* Aim:
Render the entire listing below as a numbered list, omitting any blank lines.

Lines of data
# # # # # # #

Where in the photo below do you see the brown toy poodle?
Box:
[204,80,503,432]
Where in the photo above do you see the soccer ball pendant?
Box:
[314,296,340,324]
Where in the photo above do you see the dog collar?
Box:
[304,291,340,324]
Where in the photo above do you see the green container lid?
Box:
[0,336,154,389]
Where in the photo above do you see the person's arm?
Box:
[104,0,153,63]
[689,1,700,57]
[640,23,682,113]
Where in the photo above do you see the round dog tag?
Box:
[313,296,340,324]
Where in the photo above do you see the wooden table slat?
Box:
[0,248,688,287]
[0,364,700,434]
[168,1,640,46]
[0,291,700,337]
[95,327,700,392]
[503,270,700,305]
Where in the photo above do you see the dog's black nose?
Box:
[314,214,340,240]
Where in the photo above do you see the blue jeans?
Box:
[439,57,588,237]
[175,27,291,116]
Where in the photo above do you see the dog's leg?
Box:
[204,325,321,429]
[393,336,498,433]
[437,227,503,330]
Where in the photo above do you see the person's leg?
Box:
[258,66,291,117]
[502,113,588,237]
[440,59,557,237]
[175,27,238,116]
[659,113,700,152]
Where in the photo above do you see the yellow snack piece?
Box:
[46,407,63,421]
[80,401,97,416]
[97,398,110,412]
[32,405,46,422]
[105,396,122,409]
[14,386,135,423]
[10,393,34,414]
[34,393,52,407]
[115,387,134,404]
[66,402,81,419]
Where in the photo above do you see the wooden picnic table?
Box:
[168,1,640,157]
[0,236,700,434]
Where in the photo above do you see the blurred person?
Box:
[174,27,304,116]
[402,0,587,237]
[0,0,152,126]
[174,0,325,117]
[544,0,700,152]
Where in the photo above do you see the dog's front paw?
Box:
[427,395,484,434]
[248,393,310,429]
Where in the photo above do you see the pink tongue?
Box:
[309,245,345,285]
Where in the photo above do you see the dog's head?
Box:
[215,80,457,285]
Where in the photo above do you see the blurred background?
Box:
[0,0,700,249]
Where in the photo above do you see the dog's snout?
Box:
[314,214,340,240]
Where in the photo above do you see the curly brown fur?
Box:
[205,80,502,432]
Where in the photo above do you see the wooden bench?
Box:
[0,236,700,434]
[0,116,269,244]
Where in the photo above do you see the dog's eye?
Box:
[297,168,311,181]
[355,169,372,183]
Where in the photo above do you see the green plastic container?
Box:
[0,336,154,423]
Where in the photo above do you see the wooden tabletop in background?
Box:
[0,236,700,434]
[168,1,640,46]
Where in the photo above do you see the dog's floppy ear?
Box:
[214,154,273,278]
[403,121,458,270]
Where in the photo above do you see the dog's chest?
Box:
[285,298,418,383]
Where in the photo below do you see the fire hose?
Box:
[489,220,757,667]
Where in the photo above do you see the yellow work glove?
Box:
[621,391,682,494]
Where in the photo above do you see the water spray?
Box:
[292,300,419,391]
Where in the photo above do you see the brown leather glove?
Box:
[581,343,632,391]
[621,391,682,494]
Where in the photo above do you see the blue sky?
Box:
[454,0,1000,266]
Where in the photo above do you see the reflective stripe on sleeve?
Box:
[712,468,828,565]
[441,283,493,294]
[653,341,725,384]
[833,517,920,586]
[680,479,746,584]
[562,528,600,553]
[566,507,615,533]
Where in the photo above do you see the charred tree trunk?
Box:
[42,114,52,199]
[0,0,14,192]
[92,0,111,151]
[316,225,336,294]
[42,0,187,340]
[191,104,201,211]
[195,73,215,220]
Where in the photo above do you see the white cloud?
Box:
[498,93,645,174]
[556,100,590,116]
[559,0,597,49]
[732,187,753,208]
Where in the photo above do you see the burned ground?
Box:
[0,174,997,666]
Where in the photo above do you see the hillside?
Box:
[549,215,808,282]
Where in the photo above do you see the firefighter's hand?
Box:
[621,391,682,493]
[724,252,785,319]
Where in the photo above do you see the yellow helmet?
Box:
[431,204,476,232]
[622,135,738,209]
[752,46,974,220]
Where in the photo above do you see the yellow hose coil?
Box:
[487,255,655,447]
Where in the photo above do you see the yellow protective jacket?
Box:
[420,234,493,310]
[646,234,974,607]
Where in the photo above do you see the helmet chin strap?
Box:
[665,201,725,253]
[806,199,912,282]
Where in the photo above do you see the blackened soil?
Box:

# # # # # # #

* The completed task:
1. Where in the photo below do you see the brown toy poodle?
2. Box:
3. [204,80,503,432]
4. Where in the photo above do you see the soccer ball pendant?
5. Box:
6. [314,296,340,324]
7. Where in the photo above do you see the dog collar?
8. Box:
9. [304,291,340,324]
10. Where in the photo above do you see the green container lid?
11. Box:
12. [0,336,154,389]
13. Where in the photo above do you see the person's arm?
14. Box:
15. [104,0,153,63]
16. [689,1,700,57]
17. [640,23,682,113]
18. Where in the photo above do you see the round dog tag?
19. Box:
20. [313,296,340,324]
21. Where in the photo above do you see the wooden table slat?
22. Box:
23. [0,248,688,287]
24. [0,364,700,434]
25. [168,1,640,46]
26. [0,291,700,337]
27. [95,327,700,392]
28. [503,270,700,305]
29. Where in the photo above do you see the dog's black nose?
30. Box:
31. [314,214,340,240]
32. Where in the photo above do you see the blue jeans?
33. Box:
34. [439,57,588,237]
35. [175,27,291,116]
36. Where in the photo above do you see the dog's leg?
37. Box:
38. [204,325,321,429]
39. [393,336,498,433]
40. [437,227,503,330]
41. Where in the photo above do you see the person's leg?
42. Box:
43. [258,66,291,117]
44. [502,113,588,237]
45. [440,59,557,237]
46. [175,27,238,116]
47. [659,113,700,152]
48. Where in the photo above do you see the yellow snack piece?
49. Box:
50. [46,407,63,421]
51. [80,401,97,416]
52. [97,398,110,412]
53. [32,405,46,422]
54. [105,396,122,409]
55. [14,386,135,423]
56. [10,393,34,414]
57. [34,393,52,407]
58. [115,387,134,404]
59. [66,402,81,419]
60. Where in the photo above do you see the wooden picnic table?
61. Box:
62. [168,1,640,157]
63. [0,236,700,434]
64. Where in the photo above do you see the blurred person?
65. Box:
66. [174,27,304,116]
67. [402,0,587,237]
68. [0,0,152,126]
69. [174,0,325,117]
70. [544,0,700,152]
71. Where in the photo above do you see the dog's front paw?
72. Box:
73. [427,395,484,434]
74. [248,393,310,429]
75. Where in the photo above do you see the pink tongue?
76. Box:
77. [309,245,345,285]
78. Where in the photo above do you see the dog's head?
79. Box:
80. [215,80,457,285]
81. Where in the photo above do you see the blurred background?
82. Box:
83. [0,0,700,249]
84. Where in the photo above do you see the dog's snout?
85. Box:
86. [314,214,340,240]
87. Where in the photo above do you see the curly brown fur?
88. Box:
89. [205,80,502,432]
90. Where in the photo above do you see the wooden bench?
91. Box:
92. [0,236,700,434]
93. [0,116,269,244]
94. Where in the photo above do you see the dog's eye?
95. Box:
96. [297,168,311,181]
97. [355,169,372,183]
98. Where in the photo above do you see the green plastic container?
99. Box:
100. [0,336,154,423]
101. Where in the photo above do you see the wooden tabletop in background?
102. Box:
103. [0,236,700,434]
104. [168,1,640,46]
105. Where in the photo above do you see the dog's floppy ear?
106. Box:
107. [214,154,273,278]
108. [403,121,458,270]
109. Where in the photo above do you see the dog's chest?
110. Box:
111. [285,298,418,383]
112. Where in the photo below do you see the fire hose?
113. Box:
114. [489,220,757,667]
115. Where in the photo above do you see the yellow work glove?
116. Box:
117. [621,391,682,494]
118. Where in the photo above do you see the water spray?
119. Box:
120. [292,300,419,391]
121. Where in the photo above do you see the brown leather glove?
122. Box:
123. [581,343,632,391]
124. [621,391,682,494]
125. Where in the photo above do you see the blue sky?
126. Box:
127. [454,0,1000,266]
128. Where in the photo above do you see the reflective stripe on sleeve?
129. Box:
130. [712,468,828,565]
131. [441,283,493,294]
132. [653,341,725,384]
133. [833,517,920,586]
134. [680,479,746,584]
135. [562,528,600,553]
136. [566,507,615,533]
137. Where in the photo above do you see the charred tree trunk?
138. Box:
139. [42,114,52,199]
140. [0,0,14,192]
141. [92,0,111,151]
142. [316,225,336,294]
143. [42,0,187,340]
144. [191,104,201,211]
145. [195,73,215,220]
146. Where in the photo above do you see the white cloud?
147. Box:
148. [498,93,645,174]
149. [556,100,590,116]
150. [559,0,597,49]
151. [732,187,753,208]
152. Where in the photo above do you see the burned ground?
153. Box:
154. [0,174,997,666]
155. Where in the photo above do you see the hillside?
156. Box:
157. [549,215,808,282]
158. Where in the photo above do you see the firefighter's hand?
159. Box:
160. [621,391,682,493]
161. [724,252,785,319]
162. Where in the photo above do you see the yellow helmet?
163. Box:
164. [431,204,476,232]
165. [622,135,738,209]
166. [752,46,974,220]
167. Where in the photo above do you see the yellow hose coil?
168. Box:
169. [487,255,655,447]
170. Where in the photo above do you see the yellow protective jacket?
171. Box:
172. [420,234,493,310]
173. [646,234,974,607]
174. Where in the photo above do you see the helmet chin strap?
175. Box:
176. [665,201,725,253]
177. [806,199,912,282]
178. Where in the photo above do you see the blackened soil?
179. Box:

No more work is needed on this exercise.